→ **Reading passage**
Introduction

The El Niño-Southern Oscillation (ENSO) is the most dominant forcing factor of inter-annual climate variability1,2,3. ENSO can greatly influence the climate in the tropics as well as more remote regions, including East Asia and even the mid-latitudes4,5. Its phase and amplitude can provide a foundation for regional climate forecasts6. Many seasonal prediction schemes are constructed based on information about sea surface temperature (SST)7 due to its important role in inciting low-frequency atmospheric changes1,8. For example, skilful forecasts of the Indian summer monsoon rainfall can be obtained based on global SST evolution at long lead times9. Some studies have also reported that regional climate variability can be influenced by local SST changes10,11. It is clear that SST is one of the key parameters when considering seasonal to inter-annual climate variations12.

Because of their importance, the ENSO phenomenon and global SST changes are constantly monitored by most operational centres. Some centres, including the Japan Meteorological Administration (JMA), National Centers for Environmental Prediction (NCEP), Korean Meteorological Administration (KMA), Australian Government Bureau of Meteorology (BoM), APEC Climate Center (APCC) and others, even provide forecasts of their evolution and the associated climate anomalies. Although numerous studies of the predictability of ENSO and its climate impacts have been conducted, the possible roles of the intensity and type of ENSO on SST predictions are still not well established. It has been found that a model’s skill at ENSO prediction is higher during El Niño/La Niña than in normal periods13. In fact, ENSO is better predicted during its growth than during its decay phase. It is also known that ENSO predictability has seasonal dependency by the phase locking of the ENSO to the annual cycle;14 for instance, its evolution is more difficult to predict in boreal spring (the so-called “spring predictability barrier”)15. Recently, a new type of ENSO has been discovered that differs from the canonical type. Known as the central-Pacific El Niño/El Niño Modoki, its warm phase is characterized by anomalous SST warming over the central Pacific, rather than over the far eastern Pacific16,17. The climate impacts of ENSO Modoki are also decidedly different from those of typical canonical ENSO events18,19,20,21,22. However, relatively few studies have addressed the predictability of ENSO, and SST predictability in general, based on the strength and type of ENSO using coupled general circulation models (CGCM)23,24. Hence, it is very important to consider how seasonal climate predictability might depend on the occurrence of different types of ENSO.

→ **Required work**
**A)** Render the listing below as a numbered list, from the line with "Drop one marker on each instance of the grassy" to the line with "[[182, 257], [268, 161]]", both lines included and blank lines omitted.
**B)** Carry the introduction on ENSO and sea surface temperature prediction forward from the point where it stops.

→ **Recorded data**
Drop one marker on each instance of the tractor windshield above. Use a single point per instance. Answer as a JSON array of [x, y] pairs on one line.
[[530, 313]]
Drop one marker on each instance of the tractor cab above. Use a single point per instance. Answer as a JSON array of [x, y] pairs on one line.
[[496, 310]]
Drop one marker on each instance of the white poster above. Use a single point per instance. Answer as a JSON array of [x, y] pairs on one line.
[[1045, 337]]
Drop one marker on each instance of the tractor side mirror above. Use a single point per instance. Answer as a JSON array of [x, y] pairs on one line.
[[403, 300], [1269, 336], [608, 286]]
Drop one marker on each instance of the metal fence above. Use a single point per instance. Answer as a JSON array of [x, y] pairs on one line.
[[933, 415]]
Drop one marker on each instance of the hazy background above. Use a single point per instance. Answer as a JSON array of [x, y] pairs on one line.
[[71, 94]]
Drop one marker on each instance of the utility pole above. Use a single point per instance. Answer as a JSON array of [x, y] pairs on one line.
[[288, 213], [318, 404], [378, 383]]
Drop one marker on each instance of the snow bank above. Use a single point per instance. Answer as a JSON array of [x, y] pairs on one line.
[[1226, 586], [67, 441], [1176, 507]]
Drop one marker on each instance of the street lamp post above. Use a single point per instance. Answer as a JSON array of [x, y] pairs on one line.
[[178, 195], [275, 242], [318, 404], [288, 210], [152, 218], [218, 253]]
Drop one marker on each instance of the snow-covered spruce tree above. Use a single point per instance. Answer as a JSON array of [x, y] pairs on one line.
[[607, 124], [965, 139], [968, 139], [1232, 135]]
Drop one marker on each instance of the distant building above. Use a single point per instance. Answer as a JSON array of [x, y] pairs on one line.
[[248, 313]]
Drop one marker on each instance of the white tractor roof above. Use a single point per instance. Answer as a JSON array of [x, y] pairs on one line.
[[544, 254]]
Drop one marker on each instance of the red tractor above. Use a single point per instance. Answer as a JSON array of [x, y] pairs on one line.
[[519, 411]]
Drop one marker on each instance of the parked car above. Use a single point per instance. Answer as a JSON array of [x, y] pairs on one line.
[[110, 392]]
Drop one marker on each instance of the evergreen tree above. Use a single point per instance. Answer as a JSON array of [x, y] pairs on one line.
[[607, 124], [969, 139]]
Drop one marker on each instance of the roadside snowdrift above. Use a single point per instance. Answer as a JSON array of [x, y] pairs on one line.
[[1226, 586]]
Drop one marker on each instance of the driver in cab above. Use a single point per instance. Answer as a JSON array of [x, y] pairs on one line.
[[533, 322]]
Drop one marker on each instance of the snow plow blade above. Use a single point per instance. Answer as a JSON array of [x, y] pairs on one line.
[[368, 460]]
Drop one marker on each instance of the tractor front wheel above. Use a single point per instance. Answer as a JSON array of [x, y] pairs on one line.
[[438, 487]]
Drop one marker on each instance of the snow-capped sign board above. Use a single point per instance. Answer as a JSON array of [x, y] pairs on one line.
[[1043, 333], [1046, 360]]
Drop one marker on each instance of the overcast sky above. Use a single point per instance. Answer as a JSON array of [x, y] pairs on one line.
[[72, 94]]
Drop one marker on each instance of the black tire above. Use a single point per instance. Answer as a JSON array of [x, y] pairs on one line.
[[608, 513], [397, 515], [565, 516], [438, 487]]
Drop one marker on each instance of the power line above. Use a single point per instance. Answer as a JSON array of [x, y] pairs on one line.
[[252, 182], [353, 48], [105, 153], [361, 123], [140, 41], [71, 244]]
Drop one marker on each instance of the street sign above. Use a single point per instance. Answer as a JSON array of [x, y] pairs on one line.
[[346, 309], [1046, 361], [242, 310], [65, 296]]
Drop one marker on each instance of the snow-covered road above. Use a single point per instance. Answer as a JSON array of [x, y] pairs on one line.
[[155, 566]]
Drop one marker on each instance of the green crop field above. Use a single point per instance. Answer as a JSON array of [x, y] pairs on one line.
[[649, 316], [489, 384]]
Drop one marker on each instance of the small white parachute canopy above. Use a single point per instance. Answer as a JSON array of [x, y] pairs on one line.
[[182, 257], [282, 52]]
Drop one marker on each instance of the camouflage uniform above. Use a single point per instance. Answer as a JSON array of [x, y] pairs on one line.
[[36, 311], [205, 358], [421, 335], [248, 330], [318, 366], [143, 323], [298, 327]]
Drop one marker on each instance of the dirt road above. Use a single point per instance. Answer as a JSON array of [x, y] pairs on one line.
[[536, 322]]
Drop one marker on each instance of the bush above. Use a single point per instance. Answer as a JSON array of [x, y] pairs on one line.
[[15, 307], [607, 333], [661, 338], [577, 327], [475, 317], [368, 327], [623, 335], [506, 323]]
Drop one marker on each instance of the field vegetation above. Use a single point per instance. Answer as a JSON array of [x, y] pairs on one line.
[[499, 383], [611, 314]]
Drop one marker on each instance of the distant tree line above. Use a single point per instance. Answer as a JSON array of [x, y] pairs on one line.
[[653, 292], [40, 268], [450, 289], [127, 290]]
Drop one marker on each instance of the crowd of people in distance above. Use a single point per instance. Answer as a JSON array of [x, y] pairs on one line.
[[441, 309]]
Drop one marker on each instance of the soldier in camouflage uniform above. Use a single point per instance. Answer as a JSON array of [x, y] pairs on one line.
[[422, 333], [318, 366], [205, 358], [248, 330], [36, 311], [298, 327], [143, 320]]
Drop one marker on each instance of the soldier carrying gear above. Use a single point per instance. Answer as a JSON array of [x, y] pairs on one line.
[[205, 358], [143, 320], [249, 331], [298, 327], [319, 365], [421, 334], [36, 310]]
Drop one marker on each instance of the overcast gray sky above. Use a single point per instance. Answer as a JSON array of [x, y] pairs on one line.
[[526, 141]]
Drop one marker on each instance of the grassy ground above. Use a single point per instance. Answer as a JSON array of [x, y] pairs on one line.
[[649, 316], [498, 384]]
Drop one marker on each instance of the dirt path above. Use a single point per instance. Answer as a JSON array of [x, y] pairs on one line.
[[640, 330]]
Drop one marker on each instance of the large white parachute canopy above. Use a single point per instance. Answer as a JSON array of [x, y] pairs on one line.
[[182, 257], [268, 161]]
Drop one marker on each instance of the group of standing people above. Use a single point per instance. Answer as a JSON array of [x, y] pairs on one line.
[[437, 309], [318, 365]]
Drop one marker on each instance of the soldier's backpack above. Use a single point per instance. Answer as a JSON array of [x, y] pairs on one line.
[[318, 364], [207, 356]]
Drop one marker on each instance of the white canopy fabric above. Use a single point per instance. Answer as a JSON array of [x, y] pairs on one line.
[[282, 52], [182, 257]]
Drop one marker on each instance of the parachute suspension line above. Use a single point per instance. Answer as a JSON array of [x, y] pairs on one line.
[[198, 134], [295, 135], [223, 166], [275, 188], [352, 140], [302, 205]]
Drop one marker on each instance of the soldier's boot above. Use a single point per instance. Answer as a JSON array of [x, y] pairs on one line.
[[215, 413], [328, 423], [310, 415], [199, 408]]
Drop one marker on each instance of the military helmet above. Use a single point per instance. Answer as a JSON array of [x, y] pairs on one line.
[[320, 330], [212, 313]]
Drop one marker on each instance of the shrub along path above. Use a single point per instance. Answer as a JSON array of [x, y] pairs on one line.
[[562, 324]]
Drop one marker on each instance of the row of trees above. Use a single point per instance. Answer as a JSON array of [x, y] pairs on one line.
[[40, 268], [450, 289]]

→ **Results of the exercise**
**A)**
1. Drop one marker on each instance of the grassy ground above. Use a single point per instance. Answer as a JSON array of [x, y] pairs on one line.
2. [[649, 316], [498, 384]]
3. Drop one marker on each instance of the dirt path above. Use a single point per instance. Answer as a JSON array of [x, y] pairs on one line.
4. [[640, 330]]
5. Drop one marker on each instance of the large white parachute canopy above. Use a single point per instance. Answer as a JSON array of [x, y] pairs on one line.
6. [[182, 257], [268, 161]]

**B)**
The aim of this study is to assess the skill of CGCM-based seasonal forecast systems at predicting ENSO occurrences and their associated SST changes for all seasons using the APCC multi-model ensemble (MME). ENSO events were identified based on the Niño 3.4 index, which is defined as the area-averaged anomalous SST within 5°S–5°N, 170°–120°W. The index is considered a key indicator of ENSO by most operational centres (e.g., NCEP, KMA, BoM, and North American Multi-Model Ensemble (NMME)). An El Niño is defined when the 5–month running mean of this index exceeds 0.4 °C for at least six months25. The Oceanic Niño Index (ONI), constructed based on SST over the Niño 3.4 region, is also adopted by the US Climate Prediction Center (CPC), and is used by the World Meteorological Organization (WMO) for monitoring ENSO and assessing its regional climate impacts6. We particularly focused on SST predictability in CGCMs and its relationship to the type and strength of ENSO.

Results

First, we considered ENSO predictability based on MME by comparing the observed Niño 3.4 index with the ones derived from one-month and four-month lead MME mean forecasts. Figure 1a shows the 3-month running mean results for all seasons. Overall, both one- and four- month lead MME predictions are skilful in capturing SST variability over the Niño 3.4 region, with the former (latter) giving a temporal correlation of 0.95 (0.88) with observations. On the other hand, there are periods in which model results deviate considerably from the observed Niño 3.4 index, especially for the four-month lead MME forecasts. This can be seen during 1984–1986 when Niño 3.4 SST was colder than normal, and also over the extended period from 1990 to 1996 when anomalously warm SST tended to persist. Interestingly, the SST signals were not strong in both epochs. The above thus hints at a possible relationship between the strength of ENSO and SST predictability in models.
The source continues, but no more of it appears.